((
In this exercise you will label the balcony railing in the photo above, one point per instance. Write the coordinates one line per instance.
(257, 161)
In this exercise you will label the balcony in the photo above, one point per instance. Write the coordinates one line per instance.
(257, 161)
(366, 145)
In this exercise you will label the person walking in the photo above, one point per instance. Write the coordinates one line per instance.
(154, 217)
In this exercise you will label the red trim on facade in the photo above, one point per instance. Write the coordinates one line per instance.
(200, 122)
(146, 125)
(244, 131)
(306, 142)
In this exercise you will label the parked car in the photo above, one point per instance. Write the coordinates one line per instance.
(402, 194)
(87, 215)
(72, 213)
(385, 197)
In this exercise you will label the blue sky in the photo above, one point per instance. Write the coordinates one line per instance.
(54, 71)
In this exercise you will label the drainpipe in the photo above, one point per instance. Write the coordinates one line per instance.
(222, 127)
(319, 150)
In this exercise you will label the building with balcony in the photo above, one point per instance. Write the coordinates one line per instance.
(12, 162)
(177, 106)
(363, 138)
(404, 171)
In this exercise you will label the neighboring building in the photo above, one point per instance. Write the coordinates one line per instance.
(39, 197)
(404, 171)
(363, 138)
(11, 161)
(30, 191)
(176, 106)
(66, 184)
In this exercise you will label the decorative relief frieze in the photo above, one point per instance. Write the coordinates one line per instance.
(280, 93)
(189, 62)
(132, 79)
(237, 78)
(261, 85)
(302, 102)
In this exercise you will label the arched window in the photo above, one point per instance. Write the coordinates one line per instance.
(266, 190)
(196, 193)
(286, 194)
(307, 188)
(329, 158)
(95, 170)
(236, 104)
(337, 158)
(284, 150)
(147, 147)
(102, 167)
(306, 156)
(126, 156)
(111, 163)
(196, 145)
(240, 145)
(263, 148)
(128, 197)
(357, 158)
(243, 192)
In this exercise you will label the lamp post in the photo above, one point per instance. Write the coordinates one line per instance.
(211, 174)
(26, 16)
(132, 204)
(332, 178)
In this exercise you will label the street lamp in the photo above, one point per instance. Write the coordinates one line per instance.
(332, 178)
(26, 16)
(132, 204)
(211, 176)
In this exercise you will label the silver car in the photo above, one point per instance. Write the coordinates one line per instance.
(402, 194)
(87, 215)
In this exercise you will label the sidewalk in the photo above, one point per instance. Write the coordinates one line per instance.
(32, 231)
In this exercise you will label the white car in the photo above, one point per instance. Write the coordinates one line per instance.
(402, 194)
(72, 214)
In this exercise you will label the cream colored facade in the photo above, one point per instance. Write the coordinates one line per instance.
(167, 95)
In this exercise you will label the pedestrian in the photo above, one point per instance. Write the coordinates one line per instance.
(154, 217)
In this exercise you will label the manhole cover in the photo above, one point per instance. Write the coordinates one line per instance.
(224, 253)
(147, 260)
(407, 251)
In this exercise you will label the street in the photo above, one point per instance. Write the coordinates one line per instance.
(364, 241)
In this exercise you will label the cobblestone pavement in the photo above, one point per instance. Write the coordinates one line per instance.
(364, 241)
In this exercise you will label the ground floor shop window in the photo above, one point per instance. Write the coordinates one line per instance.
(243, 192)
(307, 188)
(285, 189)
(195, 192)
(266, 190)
))
((
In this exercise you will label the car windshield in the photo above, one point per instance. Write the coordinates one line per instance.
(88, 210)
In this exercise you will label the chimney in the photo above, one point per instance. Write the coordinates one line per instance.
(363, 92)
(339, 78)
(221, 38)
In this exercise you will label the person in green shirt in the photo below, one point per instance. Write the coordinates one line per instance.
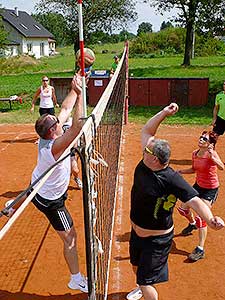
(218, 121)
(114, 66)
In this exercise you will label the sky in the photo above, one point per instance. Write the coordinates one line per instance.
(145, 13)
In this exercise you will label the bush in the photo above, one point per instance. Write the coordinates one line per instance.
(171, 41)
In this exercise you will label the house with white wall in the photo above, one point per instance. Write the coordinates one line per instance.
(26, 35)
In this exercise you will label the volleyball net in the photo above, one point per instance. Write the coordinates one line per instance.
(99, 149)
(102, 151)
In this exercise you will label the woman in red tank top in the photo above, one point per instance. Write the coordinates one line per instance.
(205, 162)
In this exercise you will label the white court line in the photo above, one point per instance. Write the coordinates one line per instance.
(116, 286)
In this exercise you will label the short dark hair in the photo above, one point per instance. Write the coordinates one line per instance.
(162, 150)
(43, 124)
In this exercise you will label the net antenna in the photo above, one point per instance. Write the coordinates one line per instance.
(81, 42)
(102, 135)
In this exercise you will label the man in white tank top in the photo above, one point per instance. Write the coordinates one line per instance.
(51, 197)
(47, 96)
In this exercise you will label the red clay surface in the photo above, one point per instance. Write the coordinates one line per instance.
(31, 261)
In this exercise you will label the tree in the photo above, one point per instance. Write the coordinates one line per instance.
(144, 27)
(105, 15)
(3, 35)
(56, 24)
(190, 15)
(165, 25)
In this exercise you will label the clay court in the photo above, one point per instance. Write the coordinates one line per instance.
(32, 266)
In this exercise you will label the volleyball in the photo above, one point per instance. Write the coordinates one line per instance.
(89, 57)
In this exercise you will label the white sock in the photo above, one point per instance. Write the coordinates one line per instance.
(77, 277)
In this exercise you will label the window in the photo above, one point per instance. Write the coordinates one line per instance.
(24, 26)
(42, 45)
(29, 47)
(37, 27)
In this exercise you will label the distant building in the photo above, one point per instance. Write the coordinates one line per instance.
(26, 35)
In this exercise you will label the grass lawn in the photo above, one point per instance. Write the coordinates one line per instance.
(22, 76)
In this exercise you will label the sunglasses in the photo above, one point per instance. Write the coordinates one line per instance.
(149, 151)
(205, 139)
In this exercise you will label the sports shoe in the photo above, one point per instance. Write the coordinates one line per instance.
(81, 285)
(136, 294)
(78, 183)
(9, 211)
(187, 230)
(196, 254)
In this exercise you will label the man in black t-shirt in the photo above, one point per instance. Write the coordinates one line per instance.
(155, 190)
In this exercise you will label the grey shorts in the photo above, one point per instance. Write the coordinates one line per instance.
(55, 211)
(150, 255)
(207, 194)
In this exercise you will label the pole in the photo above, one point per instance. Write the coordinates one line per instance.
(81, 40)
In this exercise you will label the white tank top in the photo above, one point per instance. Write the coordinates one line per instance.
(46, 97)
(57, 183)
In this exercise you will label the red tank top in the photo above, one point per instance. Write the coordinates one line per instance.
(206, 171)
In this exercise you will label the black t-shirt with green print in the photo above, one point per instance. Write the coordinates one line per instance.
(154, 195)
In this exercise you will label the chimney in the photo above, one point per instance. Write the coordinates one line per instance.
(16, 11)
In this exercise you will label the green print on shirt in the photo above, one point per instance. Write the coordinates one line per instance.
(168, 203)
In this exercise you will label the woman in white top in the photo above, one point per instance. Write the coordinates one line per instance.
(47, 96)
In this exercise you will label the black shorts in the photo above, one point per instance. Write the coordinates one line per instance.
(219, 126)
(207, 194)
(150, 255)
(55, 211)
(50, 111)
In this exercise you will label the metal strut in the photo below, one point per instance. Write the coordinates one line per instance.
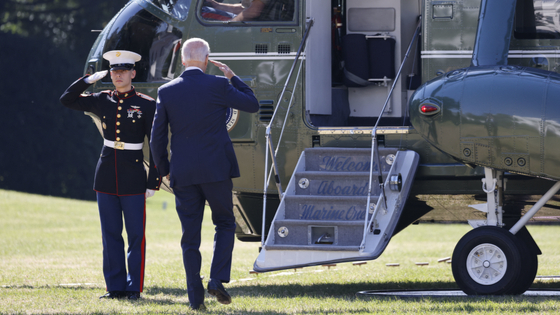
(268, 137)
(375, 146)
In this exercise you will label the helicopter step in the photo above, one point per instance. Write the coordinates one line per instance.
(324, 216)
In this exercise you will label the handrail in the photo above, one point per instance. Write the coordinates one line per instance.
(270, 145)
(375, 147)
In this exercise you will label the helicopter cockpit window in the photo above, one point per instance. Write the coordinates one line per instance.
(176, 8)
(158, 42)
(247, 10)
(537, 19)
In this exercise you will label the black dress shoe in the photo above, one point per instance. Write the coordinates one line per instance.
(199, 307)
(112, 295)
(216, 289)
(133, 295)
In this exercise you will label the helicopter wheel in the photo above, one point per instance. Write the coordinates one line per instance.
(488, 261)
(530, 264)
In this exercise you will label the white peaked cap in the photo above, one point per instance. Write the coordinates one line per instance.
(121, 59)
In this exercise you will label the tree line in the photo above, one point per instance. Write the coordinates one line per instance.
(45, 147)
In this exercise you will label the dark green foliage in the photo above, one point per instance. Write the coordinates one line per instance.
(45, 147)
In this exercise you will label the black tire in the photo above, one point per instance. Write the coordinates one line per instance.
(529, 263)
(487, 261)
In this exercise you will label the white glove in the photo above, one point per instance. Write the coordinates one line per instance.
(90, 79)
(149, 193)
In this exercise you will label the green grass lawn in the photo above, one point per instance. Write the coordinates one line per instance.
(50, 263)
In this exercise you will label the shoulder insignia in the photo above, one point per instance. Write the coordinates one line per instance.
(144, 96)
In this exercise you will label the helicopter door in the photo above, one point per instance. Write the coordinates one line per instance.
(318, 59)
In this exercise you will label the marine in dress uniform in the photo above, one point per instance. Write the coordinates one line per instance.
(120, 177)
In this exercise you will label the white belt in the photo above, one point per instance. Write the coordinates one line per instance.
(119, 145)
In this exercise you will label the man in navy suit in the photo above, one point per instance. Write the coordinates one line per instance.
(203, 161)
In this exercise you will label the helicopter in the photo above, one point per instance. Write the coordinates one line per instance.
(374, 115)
))
((
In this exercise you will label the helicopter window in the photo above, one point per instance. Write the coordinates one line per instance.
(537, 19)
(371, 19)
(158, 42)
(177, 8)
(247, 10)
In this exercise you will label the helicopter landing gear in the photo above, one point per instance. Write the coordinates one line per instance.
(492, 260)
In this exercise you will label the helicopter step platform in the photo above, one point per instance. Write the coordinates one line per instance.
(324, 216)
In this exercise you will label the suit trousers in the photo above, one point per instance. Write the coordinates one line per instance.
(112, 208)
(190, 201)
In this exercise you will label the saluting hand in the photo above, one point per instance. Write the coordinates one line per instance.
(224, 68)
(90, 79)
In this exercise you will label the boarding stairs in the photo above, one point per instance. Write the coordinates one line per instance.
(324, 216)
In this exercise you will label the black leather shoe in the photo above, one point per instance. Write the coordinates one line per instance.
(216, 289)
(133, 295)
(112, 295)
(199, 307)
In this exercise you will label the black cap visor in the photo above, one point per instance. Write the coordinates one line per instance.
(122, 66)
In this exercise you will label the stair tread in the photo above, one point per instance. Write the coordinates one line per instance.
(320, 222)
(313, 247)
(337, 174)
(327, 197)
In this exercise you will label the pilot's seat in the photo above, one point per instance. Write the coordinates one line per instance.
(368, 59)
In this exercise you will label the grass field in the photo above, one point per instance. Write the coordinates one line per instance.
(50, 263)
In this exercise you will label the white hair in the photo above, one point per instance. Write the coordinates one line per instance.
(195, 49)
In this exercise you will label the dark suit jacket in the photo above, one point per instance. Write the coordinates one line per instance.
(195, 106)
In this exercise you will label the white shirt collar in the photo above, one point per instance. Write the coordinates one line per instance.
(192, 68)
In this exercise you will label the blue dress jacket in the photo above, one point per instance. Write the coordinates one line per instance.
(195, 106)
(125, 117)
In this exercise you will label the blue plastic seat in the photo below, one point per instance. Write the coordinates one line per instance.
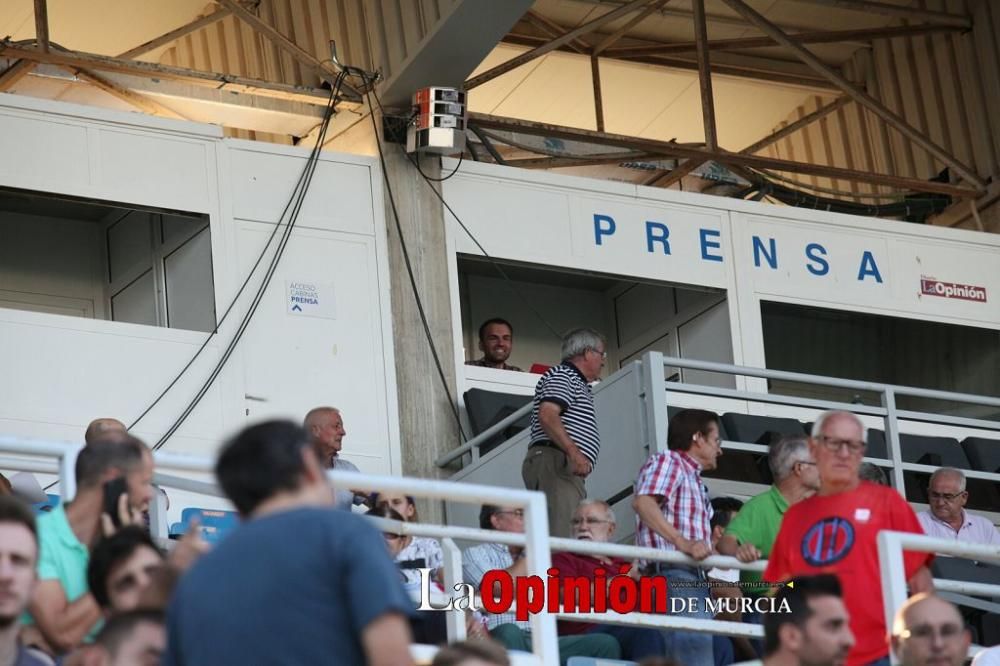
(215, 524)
))
Gather every line in the rows above that contains the word "volleyball" and copy each one out in full. Case counts.

In this exercise you will label the volleyball net in the photo above, one point per instance. Write the coordinates one line per instance.
In this exercise you will label the volleyball in the photo above, one point per instance. Write the coordinates one line per instance.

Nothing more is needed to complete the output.